§ Consegna
Riscrivi tutte queste righe sostituendo "green sports field" con "grass sports pitch" e lasciando invariato tutto il resto. Non includere le immagini nella risposta.

(Righe tratte da una raccolta di dati)
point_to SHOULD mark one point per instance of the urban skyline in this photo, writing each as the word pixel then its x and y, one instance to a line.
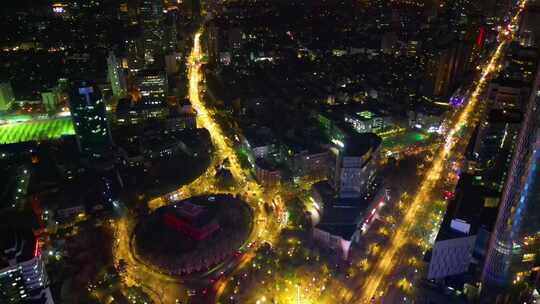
pixel 239 151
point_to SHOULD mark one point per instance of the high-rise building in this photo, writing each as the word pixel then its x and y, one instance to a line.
pixel 151 19
pixel 90 120
pixel 152 85
pixel 50 100
pixel 116 75
pixel 6 96
pixel 515 240
pixel 172 63
pixel 23 278
pixel 213 42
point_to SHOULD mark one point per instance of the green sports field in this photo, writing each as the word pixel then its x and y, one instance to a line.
pixel 405 139
pixel 35 130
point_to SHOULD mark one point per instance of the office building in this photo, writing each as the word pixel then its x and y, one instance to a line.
pixel 151 19
pixel 357 164
pixel 50 100
pixel 116 75
pixel 514 244
pixel 464 233
pixel 152 86
pixel 90 120
pixel 6 96
pixel 23 278
pixel 499 131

§ Risposta
point_to SHOULD mark one point per instance of the urban skyline in this photo, writing each as the word pixel then its x and y, one instance to a line.
pixel 239 151
point_to SHOULD mark one point per instance of the high-rise building in this photo, writing each as the word pixel then its x and y, one instance to a line.
pixel 151 19
pixel 90 120
pixel 152 85
pixel 50 100
pixel 116 75
pixel 6 96
pixel 515 240
pixel 172 63
pixel 23 278
pixel 213 42
point_to SHOULD mark one point per instance of the grass sports pitch in this photo, writing each as the word pixel then its x and y, one instance to a line.
pixel 405 139
pixel 35 130
point_to SHOULD mark one point per instance of the office building in this photo, writing each as the word pixel then its x and y, one instance to a line.
pixel 151 19
pixel 357 164
pixel 50 100
pixel 116 75
pixel 514 244
pixel 464 233
pixel 152 86
pixel 90 120
pixel 6 96
pixel 23 278
pixel 499 131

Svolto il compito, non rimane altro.